• **TEXT EXCERPT**
OneClick Markdown Converter - VS Code Extension
English | 中文 | 🌐 Website
A powerful VS Code extension for converting various document formats to Markdown and text formats with just one click.
🚀 Features
Supported Document Types
- Word Documents (.docx, .doc) → Markdown
- Excel Spreadsheets (.xlsx, .xls, .csv) → Markdown Tables
- Excel Spreadsheets (.xlsx, .xls) → CSV Files
- PDF Documents (.pdf) → Text Files
- PowerPoint Presentations (.pptx, .ppt) → Markdown
Core Features
- ✅ Context Menu Integration - Convert directly from file explorer
- ✅ Command Palette Support - Access via Cmd+Shift+P
- ✅ Batch Conversion - Select folders for bulk processing
- ✅ Smart Text Processing - Automatically optimize conversion quality
- ✅ Progress Indicators - Real-time conversion progress display
- ✅ Error Handling - Comprehensive error messages and handling
- ✅ Multi-language Support - Automatic language switching between English and Chinese
📦 Installation
From VS Code Marketplace (Recommended)

• **EXTRACTED RECORDS**
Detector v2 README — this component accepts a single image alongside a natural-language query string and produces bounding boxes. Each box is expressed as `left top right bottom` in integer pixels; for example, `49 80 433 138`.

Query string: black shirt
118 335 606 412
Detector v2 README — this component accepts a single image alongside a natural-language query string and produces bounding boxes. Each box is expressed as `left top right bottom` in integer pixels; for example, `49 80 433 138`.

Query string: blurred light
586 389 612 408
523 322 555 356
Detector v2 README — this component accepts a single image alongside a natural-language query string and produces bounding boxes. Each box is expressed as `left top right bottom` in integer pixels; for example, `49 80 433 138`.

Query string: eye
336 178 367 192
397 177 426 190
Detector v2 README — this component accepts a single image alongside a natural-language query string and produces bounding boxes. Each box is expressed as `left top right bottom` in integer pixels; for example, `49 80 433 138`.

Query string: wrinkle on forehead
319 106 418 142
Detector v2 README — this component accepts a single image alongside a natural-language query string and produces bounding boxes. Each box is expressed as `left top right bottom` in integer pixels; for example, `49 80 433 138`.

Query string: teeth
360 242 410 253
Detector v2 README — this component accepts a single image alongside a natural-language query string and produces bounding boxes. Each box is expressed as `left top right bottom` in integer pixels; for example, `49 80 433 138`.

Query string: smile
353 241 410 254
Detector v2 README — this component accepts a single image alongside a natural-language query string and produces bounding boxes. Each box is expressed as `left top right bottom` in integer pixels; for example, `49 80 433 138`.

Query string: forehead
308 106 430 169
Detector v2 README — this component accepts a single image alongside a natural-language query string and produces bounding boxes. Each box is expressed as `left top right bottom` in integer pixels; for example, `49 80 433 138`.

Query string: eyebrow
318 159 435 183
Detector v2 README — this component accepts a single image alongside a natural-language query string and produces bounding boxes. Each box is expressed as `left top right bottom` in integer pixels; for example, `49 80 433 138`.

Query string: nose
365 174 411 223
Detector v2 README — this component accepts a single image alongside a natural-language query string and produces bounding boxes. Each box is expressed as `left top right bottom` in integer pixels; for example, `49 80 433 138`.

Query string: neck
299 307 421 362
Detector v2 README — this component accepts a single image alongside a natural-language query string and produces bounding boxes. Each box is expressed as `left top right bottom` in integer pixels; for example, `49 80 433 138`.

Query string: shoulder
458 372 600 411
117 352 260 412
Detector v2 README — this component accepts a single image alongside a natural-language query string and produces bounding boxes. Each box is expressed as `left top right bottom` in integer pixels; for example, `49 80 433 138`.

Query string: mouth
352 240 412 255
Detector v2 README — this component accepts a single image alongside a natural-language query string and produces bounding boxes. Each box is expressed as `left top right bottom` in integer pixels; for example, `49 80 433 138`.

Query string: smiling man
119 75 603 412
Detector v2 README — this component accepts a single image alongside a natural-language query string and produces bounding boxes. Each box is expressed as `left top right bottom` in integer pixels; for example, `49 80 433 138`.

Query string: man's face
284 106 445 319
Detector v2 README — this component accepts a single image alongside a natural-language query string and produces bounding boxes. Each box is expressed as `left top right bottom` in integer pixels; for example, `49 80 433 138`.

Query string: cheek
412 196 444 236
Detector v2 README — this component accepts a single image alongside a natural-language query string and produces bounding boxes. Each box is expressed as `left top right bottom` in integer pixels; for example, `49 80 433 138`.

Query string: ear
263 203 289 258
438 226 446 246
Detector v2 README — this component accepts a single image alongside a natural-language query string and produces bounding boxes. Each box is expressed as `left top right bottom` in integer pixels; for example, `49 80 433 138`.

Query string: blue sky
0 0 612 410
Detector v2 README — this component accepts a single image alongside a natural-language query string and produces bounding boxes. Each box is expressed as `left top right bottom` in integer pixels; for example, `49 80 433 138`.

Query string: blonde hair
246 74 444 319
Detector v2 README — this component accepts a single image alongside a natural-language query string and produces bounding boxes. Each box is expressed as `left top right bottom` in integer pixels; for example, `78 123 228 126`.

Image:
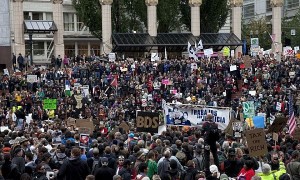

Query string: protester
0 54 300 180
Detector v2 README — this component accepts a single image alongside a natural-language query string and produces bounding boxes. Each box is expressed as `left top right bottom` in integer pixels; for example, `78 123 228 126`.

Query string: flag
188 42 198 60
110 75 118 87
288 93 297 135
197 39 203 50
165 47 168 60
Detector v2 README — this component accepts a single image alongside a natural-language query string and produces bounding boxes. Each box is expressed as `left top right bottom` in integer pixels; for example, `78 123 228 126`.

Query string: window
65 43 75 57
77 16 87 31
78 44 89 55
91 43 101 56
286 0 299 9
243 3 254 18
64 13 75 31
24 12 31 20
33 42 45 56
32 12 43 20
266 0 272 12
45 12 53 21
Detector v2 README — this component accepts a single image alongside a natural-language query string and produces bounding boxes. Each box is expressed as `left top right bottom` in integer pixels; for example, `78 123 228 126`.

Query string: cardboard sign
66 117 76 126
79 133 90 148
293 128 300 140
43 99 57 109
27 75 37 83
272 133 278 142
135 111 159 133
119 122 130 133
246 129 268 157
76 119 94 134
268 117 288 133
244 55 252 68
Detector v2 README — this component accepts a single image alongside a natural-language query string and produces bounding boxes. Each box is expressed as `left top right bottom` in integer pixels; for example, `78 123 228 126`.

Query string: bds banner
164 104 230 130
136 111 159 133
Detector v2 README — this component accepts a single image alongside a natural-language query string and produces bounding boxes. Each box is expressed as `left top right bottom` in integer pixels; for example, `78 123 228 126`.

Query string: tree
282 10 300 47
180 0 230 33
242 17 272 50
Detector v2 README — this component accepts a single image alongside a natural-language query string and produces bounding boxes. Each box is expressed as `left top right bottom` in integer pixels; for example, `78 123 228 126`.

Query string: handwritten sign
246 129 268 157
43 99 57 109
268 117 288 133
27 75 37 83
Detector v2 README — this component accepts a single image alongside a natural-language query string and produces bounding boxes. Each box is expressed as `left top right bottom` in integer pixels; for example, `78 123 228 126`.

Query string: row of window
243 0 300 18
24 12 88 32
25 41 100 57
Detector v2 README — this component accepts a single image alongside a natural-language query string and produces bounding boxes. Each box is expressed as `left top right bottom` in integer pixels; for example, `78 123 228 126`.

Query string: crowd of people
0 54 300 180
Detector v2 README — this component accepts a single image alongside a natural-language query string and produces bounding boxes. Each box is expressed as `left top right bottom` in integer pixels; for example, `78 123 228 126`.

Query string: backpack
206 122 220 142
175 150 186 163
217 151 226 163
92 157 99 174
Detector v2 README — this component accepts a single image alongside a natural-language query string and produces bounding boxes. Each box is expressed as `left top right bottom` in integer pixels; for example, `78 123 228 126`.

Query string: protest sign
164 104 230 130
27 75 37 83
243 101 255 118
293 128 300 140
252 116 265 128
43 99 57 109
272 133 278 142
66 117 76 126
136 111 159 133
268 117 288 133
119 122 130 133
76 119 94 134
246 129 268 157
79 133 90 148
244 55 252 68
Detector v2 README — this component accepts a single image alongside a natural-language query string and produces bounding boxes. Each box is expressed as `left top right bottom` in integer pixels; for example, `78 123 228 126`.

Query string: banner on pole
243 101 255 118
164 104 230 130
43 99 57 109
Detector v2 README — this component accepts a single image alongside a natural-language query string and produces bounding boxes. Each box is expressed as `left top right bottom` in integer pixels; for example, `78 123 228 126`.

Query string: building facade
10 0 101 63
242 0 300 22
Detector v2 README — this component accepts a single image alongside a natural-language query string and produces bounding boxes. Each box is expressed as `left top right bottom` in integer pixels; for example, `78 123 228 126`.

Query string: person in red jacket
237 159 255 180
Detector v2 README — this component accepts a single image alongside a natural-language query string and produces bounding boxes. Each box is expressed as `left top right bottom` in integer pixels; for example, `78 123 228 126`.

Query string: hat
19 136 28 144
128 133 134 138
101 157 108 164
220 174 229 180
136 151 145 159
209 165 220 178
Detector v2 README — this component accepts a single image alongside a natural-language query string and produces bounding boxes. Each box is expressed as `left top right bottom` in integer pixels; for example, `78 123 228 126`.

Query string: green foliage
242 17 272 50
72 0 102 39
282 10 300 47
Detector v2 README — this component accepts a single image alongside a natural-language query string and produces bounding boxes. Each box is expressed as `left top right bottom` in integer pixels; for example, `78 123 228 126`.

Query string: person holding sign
202 113 220 174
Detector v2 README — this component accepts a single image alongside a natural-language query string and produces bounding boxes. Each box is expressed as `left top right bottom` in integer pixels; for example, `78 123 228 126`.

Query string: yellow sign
223 47 230 56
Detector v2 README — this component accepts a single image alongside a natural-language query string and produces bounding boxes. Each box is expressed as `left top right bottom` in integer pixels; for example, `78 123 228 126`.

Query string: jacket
258 162 286 180
94 166 115 180
57 157 89 180
286 160 300 180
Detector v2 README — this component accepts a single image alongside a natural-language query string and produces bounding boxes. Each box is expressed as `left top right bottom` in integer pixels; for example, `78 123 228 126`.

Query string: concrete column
145 0 158 36
52 0 65 58
99 0 113 54
230 0 243 57
270 0 283 54
12 0 25 56
189 0 202 36
0 0 12 69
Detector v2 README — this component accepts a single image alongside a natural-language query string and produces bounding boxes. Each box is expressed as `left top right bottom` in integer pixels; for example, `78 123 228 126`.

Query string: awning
24 20 57 33
112 33 243 52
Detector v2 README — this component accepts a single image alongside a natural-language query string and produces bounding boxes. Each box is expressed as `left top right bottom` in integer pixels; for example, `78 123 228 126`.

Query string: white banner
27 75 37 83
164 104 230 130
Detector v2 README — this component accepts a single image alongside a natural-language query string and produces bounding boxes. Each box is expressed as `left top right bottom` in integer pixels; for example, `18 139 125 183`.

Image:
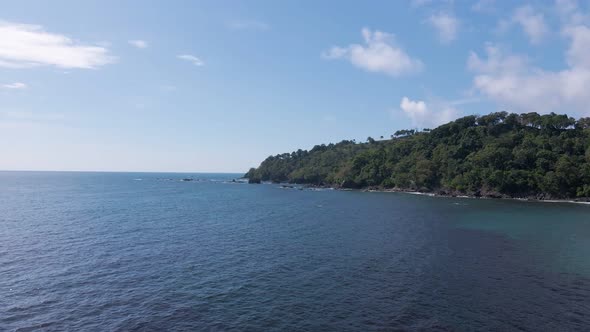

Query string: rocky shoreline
290 184 590 204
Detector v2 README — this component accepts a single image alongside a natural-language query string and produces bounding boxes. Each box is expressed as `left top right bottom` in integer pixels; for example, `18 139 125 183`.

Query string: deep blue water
0 172 590 331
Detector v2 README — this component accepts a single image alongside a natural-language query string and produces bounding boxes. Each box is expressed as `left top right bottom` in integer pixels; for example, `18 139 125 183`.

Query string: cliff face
246 112 590 199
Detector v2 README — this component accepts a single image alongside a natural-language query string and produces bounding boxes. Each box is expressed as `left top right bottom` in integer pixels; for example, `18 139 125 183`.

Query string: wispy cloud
467 24 590 115
1 82 27 90
0 21 116 69
497 5 549 44
513 6 549 44
176 54 205 66
428 12 459 44
227 20 270 31
322 28 424 76
128 39 148 48
400 97 459 128
471 0 496 13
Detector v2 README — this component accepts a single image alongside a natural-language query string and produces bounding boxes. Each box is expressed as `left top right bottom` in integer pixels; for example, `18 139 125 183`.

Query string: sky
0 0 590 172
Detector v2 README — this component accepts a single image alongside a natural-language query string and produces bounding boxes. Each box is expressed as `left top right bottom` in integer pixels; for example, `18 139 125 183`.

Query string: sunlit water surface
0 172 590 331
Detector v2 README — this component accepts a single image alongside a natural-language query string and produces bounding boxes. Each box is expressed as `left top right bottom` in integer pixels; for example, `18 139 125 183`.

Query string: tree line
245 112 590 199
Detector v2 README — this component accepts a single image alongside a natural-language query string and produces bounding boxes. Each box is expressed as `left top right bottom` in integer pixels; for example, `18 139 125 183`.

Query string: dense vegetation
246 112 590 199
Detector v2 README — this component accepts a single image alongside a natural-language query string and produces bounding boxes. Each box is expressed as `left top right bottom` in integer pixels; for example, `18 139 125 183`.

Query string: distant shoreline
266 182 590 205
360 189 590 205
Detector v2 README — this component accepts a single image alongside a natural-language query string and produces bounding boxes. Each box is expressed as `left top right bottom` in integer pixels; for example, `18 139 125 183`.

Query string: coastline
267 182 590 205
364 189 590 205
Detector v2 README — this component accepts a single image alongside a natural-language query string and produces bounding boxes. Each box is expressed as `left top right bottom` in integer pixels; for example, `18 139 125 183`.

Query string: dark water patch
0 172 590 331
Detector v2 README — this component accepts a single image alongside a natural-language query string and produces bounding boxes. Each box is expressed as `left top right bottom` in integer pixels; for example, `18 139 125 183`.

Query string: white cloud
128 39 148 48
399 97 459 128
322 28 424 76
512 5 549 44
467 25 590 115
2 82 27 90
227 20 270 31
411 0 432 7
471 0 496 13
176 54 205 66
428 12 459 44
0 21 116 69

• **CHALLENGE**
Can you copy the part of the VS Code extension page that opens with the words containing "OneClick Markdown Converter" and closes with "just one click."?

• **ANSWER TO THE PROBLEM**
OneClick Markdown Converter - VS Code Extension
English | 中文 | 🌐 Website
A powerful VS Code extension for converting various document formats to Markdown and text formats with just one click.